What is being asked |
Revise every line of the listing, changing "a point per instance" to "one point for each instance" and leaving all other text untouched.

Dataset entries
-------
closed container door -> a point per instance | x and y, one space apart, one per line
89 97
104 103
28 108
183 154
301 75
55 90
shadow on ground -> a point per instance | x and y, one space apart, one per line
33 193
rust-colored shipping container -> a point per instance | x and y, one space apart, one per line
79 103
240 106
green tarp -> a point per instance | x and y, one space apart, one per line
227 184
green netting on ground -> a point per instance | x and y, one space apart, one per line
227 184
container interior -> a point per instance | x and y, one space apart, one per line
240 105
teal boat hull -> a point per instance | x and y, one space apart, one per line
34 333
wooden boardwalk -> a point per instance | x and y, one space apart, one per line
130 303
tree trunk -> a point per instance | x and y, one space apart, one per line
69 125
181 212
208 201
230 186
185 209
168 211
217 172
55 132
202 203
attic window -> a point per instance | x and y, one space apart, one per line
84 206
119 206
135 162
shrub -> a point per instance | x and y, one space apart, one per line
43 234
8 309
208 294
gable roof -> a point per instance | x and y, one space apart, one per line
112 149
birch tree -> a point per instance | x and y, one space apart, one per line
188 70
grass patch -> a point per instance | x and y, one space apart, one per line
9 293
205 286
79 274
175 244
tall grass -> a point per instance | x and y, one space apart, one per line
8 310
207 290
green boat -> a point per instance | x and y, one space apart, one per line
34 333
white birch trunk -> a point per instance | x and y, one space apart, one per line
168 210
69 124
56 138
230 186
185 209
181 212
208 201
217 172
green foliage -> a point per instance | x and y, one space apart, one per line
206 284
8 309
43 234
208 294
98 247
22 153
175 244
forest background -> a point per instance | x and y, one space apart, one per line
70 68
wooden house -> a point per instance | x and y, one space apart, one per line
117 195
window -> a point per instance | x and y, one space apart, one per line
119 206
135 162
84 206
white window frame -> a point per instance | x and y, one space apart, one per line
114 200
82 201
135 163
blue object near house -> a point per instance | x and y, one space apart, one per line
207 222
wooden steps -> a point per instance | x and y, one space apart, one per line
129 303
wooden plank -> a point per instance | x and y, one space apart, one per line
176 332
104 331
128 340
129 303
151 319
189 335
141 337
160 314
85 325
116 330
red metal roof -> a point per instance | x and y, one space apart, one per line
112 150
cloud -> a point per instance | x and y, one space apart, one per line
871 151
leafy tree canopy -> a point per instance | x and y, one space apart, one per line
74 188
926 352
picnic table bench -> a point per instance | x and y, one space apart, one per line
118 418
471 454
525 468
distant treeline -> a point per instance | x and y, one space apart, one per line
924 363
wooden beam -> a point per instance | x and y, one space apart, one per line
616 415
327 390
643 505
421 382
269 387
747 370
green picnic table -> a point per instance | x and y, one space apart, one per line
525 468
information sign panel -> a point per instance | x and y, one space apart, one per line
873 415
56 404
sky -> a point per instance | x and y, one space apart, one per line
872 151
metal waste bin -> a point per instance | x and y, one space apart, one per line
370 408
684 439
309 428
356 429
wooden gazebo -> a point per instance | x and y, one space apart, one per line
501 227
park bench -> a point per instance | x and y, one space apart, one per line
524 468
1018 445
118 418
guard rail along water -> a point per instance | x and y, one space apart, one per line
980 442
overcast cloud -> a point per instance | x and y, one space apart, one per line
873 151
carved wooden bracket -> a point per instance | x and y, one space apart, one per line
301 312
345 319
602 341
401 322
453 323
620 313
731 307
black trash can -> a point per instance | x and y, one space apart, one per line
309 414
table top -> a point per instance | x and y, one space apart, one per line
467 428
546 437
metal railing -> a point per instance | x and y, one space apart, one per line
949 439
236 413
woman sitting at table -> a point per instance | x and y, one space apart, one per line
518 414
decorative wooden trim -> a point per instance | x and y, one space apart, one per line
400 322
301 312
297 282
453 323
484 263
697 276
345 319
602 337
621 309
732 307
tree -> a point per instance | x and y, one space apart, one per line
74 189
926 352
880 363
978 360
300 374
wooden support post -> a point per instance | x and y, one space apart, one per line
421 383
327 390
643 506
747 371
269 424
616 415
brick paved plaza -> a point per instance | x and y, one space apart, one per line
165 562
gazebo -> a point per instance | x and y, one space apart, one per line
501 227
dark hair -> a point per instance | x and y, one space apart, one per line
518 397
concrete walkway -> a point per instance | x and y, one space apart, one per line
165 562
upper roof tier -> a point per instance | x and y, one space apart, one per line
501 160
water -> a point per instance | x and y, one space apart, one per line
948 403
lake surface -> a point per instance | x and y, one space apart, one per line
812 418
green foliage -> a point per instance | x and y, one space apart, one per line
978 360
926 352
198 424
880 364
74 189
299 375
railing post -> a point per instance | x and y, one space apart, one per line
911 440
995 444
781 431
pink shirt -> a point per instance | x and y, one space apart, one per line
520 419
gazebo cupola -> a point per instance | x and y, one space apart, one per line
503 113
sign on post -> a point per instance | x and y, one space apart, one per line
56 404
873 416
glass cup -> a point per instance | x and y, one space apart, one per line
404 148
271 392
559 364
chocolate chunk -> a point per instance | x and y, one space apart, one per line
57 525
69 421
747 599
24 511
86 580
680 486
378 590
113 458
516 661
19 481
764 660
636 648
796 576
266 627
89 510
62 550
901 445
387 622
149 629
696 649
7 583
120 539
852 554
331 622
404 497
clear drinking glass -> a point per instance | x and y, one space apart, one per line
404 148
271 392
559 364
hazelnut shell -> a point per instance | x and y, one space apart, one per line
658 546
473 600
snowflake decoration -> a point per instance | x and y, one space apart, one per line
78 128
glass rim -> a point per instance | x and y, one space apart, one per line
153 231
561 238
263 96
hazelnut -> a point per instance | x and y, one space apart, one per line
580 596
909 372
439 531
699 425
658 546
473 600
-------
Written reply |
closed container door -> one point for each instance | x and y, one space apart, one per line
89 97
104 103
28 108
183 154
301 75
55 90
shadow on ground -> one point for each instance | x and y, one space apart, one per line
33 193
rust-colored shipping container -> one point for each instance | x and y, one space apart, one per line
79 103
240 106
green tarp -> one point for each instance | x and y, one space apart, one per line
227 184
green netting on ground -> one point for each instance | x and y, one space apart, one per line
227 184
container interior -> one point for each instance | x and y, one space apart, one per line
240 105
teal boat hull -> one point for each instance | x and y, one space apart, one per line
34 333
wooden boardwalk -> one point for each instance | x and y, one space apart, one per line
130 303
tree trunk -> one point for each instance | x and y, one space apart, one per line
69 125
181 212
208 201
230 186
185 209
168 211
217 172
55 132
202 203
attic window -> one point for each instance | x and y, one space apart, one per line
84 206
119 206
135 162
shrub -> one point for each instance | x and y, one space apart, one per line
43 234
8 309
208 294
gable roof -> one point for each instance | x and y, one space apart, one per line
112 149
birch tree -> one point for each instance | x and y, one space apart, one per line
188 70
grass patch -> one point for each instance | x and y, one space apart, one per line
9 293
205 286
79 274
175 244
tall grass -> one point for each instance | x and y, one space apart, one per line
8 310
207 290
green boat -> one point for each instance | x and y, one space apart, one per line
34 333
white birch trunk -> one point for each instance | x and y, one space apart, one per line
168 210
69 124
56 138
230 186
185 209
181 212
208 201
217 172
green foliage -> one point for each instance | x and y, one space apart, one per line
206 284
8 309
43 234
208 294
98 247
22 153
175 244
forest background -> one point for each instance | x and y, one space apart, one per line
70 68
wooden house -> one point for each instance | x and y, one space apart, one per line
117 195
window -> one point for each instance | x and y, one space apart, one per line
119 206
135 162
84 206
white window frame -> one point for each instance | x and y, one space apart, one per line
114 200
82 201
135 163
blue object near house -> one point for each instance | x and y, one space apart, one per line
207 222
wooden steps -> one point for each instance | x and y, one space apart, one per line
129 303
wooden plank -> one point for each instance | x and y, one space apart, one per line
176 332
104 331
128 340
129 303
151 319
189 335
141 337
160 314
85 325
116 330
red metal roof -> one point for each instance | x and y, one space apart, one per line
112 150
cloud -> one point for each instance | x and y, one space apart, one per line
871 151
leafy tree canopy -> one point for each instance | x and y, one space apart, one per line
74 188
926 352
picnic table bench -> one point for each instance | x and y, one space apart, one per line
118 418
471 454
525 468
distant treeline -> one point for each instance | x and y, one space apart, one per line
924 363
wooden beam -> one point for each instance | x and y, one space apart, one per line
616 415
327 390
643 505
421 382
269 387
747 370
green picnic table -> one point for each instance | x and y, one space apart, one per line
525 468
information sign panel -> one point for each instance | x and y, one space apart, one per line
873 415
56 404
sky -> one point for each instance | x and y, one space apart, one per line
872 151
metal waste bin -> one point for each instance | x and y, one space apart, one per line
370 408
684 439
309 428
356 429
wooden gazebo -> one point for each instance | x and y, one space apart, one per line
501 227
park bench -> one point for each instance | x and y, one space apart, one per line
524 468
1018 445
118 418
guard rail along water -> one point for each instance | x and y, one space apart, one per line
980 442
overcast cloud -> one point for each instance | x and y, one space apart, one per line
873 151
carved wooden bracket -> one point for each instance | x and y, one space apart, one per line
301 312
345 319
602 341
401 322
453 323
620 313
731 307
black trash can -> one point for each instance | x and y, one space apart, one per line
309 414
table top -> one point for each instance | x and y, one space apart, one per line
467 428
546 437
metal railing -> one point for each instance | x and y, one space apart, one per line
949 439
236 413
woman sitting at table -> one point for each instance | x and y, one space apart, one per line
518 414
decorative wooden trim -> one point for each instance | x and y, one space apart, one per line
400 322
301 312
297 282
453 323
484 263
697 276
345 319
602 337
621 309
732 307
tree -> one point for each instance | x and y, one space apart, one per line
74 189
926 352
880 363
978 360
300 374
wooden support post -> one point for each instance | x and y, one space apart, one per line
421 383
327 390
643 506
747 371
269 424
616 415
brick paved plaza -> one point for each instance | x and y, one space apart, one per line
165 562
gazebo -> one point for each instance | x and y, one space apart, one per line
501 227
dark hair -> one point for each instance | x and y, one space apart, one per line
518 397
concrete walkway -> one point for each instance | x and y, one space apart, one per line
165 562
upper roof tier -> one point for each instance | x and y, one space apart, one per line
501 160
water -> one point for each instance | x and y, one space apart, one per line
948 403
lake surface -> one point for each instance | x and y, one space apart, one per line
812 418
green foliage -> one point for each instance | x and y, one space apart, one per line
978 360
926 352
198 424
880 364
74 189
299 375
railing post -> one point for each instance | x and y, one space apart, one per line
911 440
995 444
781 431
pink shirt -> one point for each instance | x and y, one space apart, one per line
520 419
gazebo cupola -> one point for each instance | x and y, one space apart, one per line
503 113
sign on post -> one point for each instance | x and y, one space apart, one per line
56 404
873 416
glass cup -> one point for each instance | x and y, one space apart, one per line
404 148
271 392
559 364
chocolate chunk -> one point for each instance | x and y, one space apart, one per line
57 525
69 421
747 599
24 511
86 580
680 486
378 590
113 458
516 661
19 481
764 660
636 648
796 576
266 627
89 510
62 550
901 445
387 622
149 629
696 649
7 583
120 539
852 554
331 622
404 497
clear drinking glass -> one point for each instance | x and y, one space apart, one per line
404 148
271 392
559 364
hazelnut shell -> one point for each instance | x and y, one space apart, one per line
658 546
473 600
snowflake decoration -> one point for each instance | x and y, one space apart, one per line
78 128
glass rim -> one point for each instance | x and y, one space apart, one per line
153 231
561 238
263 96
hazelnut -> one point for each instance | x and y, one space apart, one per line
580 596
909 372
439 531
699 425
658 546
473 600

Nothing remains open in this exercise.